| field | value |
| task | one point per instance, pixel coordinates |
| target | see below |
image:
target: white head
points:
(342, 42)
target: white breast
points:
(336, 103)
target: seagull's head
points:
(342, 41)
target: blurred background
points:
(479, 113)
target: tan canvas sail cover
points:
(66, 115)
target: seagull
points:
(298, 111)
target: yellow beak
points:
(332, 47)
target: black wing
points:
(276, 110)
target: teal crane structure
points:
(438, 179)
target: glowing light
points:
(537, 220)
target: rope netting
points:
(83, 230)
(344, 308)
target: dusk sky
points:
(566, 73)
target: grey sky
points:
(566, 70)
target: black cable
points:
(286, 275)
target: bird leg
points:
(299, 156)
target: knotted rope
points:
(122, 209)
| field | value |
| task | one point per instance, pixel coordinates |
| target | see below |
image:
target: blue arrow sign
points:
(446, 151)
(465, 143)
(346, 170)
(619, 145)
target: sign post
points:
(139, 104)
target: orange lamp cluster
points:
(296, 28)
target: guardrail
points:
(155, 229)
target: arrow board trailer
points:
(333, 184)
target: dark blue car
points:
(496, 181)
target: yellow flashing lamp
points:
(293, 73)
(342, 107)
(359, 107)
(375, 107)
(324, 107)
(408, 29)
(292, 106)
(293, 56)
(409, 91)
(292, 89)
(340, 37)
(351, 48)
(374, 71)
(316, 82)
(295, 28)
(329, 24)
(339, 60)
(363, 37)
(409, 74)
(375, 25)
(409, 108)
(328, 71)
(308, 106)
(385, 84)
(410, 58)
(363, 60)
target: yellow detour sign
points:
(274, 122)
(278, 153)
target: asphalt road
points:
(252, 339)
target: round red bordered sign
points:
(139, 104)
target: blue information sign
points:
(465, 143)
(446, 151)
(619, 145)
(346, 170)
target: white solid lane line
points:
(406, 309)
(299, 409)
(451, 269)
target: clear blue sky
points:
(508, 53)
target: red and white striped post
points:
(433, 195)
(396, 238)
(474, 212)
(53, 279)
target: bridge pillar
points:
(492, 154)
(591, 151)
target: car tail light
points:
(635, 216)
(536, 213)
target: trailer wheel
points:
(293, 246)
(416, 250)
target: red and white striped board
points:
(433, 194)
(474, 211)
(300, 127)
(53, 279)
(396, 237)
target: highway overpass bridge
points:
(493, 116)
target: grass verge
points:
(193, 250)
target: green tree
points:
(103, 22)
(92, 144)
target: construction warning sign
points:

***

Work item
Could you transcribe the entries exactly, from the first line through the line containing "target: red and white striped post", and give nothing more?

Task answer
| field | value |
| task | one point per instance, pixel coordinates |
| target | see below |
image:
target: white head
points:
(342, 42)
target: white breast
points:
(336, 103)
target: seagull's head
points:
(342, 41)
target: blurred background
points:
(479, 113)
target: tan canvas sail cover
points:
(66, 115)
target: seagull
points:
(298, 111)
target: yellow beak
points:
(332, 47)
target: black wing
points:
(276, 110)
target: teal crane structure
points:
(438, 179)
target: glowing light
points:
(537, 220)
target: rope netting
points:
(83, 230)
(344, 308)
target: dusk sky
points:
(566, 73)
target: grey sky
points:
(566, 70)
target: black cable
points:
(286, 275)
target: bird leg
points:
(299, 156)
target: knotted rope
points:
(122, 209)
| field | value |
| task | one point per instance, pixel coordinates |
| target | see below |
image:
target: blue arrow sign
points:
(446, 151)
(465, 143)
(346, 170)
(619, 145)
target: sign post
points:
(139, 104)
target: orange lamp cluster
points:
(296, 28)
target: guardrail
points:
(155, 229)
target: arrow board trailer
points:
(333, 184)
target: dark blue car
points:
(496, 181)
target: yellow flashing lamp
points:
(293, 73)
(342, 107)
(359, 107)
(375, 107)
(324, 107)
(408, 29)
(292, 106)
(293, 56)
(409, 91)
(292, 89)
(340, 37)
(351, 48)
(374, 71)
(316, 82)
(295, 28)
(329, 24)
(339, 60)
(363, 37)
(409, 74)
(375, 25)
(409, 108)
(328, 71)
(308, 106)
(385, 84)
(410, 58)
(363, 60)
target: yellow detour sign
points:
(274, 122)
(278, 153)
target: asphalt road
points:
(252, 339)
target: round red bordered sign
points:
(139, 104)
target: blue information sign
points:
(465, 143)
(446, 151)
(619, 145)
(346, 170)
target: white solid lane line
points:
(406, 309)
(299, 409)
(451, 269)
target: clear blue sky
points:
(508, 53)
target: red and white striped post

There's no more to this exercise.